Répondez à ces questions sur l'extrait du texte ci-dessous :
(a) Sous quelles formes les invitations devaient-elles être diffusées dans le camp ?
(b) Combien de kilomètres séparaient Vienne de Londres lors de la phase préparatoire ?
(c) Combien de personnes sont assises en cercle sous le chapiteau ?

**Extrait du texte**:
◇ ◇ ◇ ◇ ◇ ◇ ◇
Tout comme l'inscription sur une liste de courrier électronique, la présence sur le camp en parallèle semblait constituer un cadre suffisant pour une synergie: on apporterait, croyait-on, ses thèmes et ses formes d'action, et qui s'y intéresserait, viendrait de toute façon s'y joindre. Cela ne fonctionna pas. La logique de l'espace matérielle est différente de la logique virtuelle. Les invitations ne pouvaient pas être transmises à toutes les personnes intéressées par simple clique sur la souris – elles devaient être affichées à différents endroits sous forme de feuilles manuscrites ou par annonce verbale, directe ou via la radio. Tandis que, sur l'Internet, la densité de communication est définie par capacité de connexion, disponibilité de serveur et compétence spécifique de l'usager, dans le camp, les distances jouaient à nouveau un rôle. Le kilomètre allant de l'entrée jusqu'à l'autre bout du camp était en quelque sorte plus long que les 3000 kilomètres qui séparaient par exemple Vienne de Londres lors de la phase préparatoire qui se déroula via support Internet.
N/etiquette dans l'espace virtuel et physique
L'utilisation
d'expressions langagières propres à l'espace physique
pour décrire des processus dans l'espace virtuel est
largement connue: on "visite" un site web,
"entre" dans un chatroom, "ne fait que
passer" ou s'y "donne rendez-vous", on
"se parle" par e-mail. Inversement, je me
prends à dessiner des smileys sur des cartes postales ;-),
tels que l'on les écrit avec son clavier. La situation
de communication suivante lors d'un atelier-d.sec[12]
provoqua chez moi tout d'abord de l'irritation:
30
personnes sont assises en cercle par terre sous un chapiteau,
et se présentent chacune à leur tour. Ambiance concentrée.
◇ ◇ ◇ ◇ ◇ ◇ ◇
**Données présentées**:
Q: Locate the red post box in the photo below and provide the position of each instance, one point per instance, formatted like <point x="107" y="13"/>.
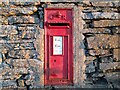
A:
◇ ◇ ◇ ◇ ◇ ◇ ◇
**Réponse complète**:
(a) Elles devaient être affichées à différents endroits sous forme de feuilles manuscrites ou faire l'objet d'une annonce verbale, directe ou via la radio.
(b) 3000 kilomètres.
(c) 30 personnes.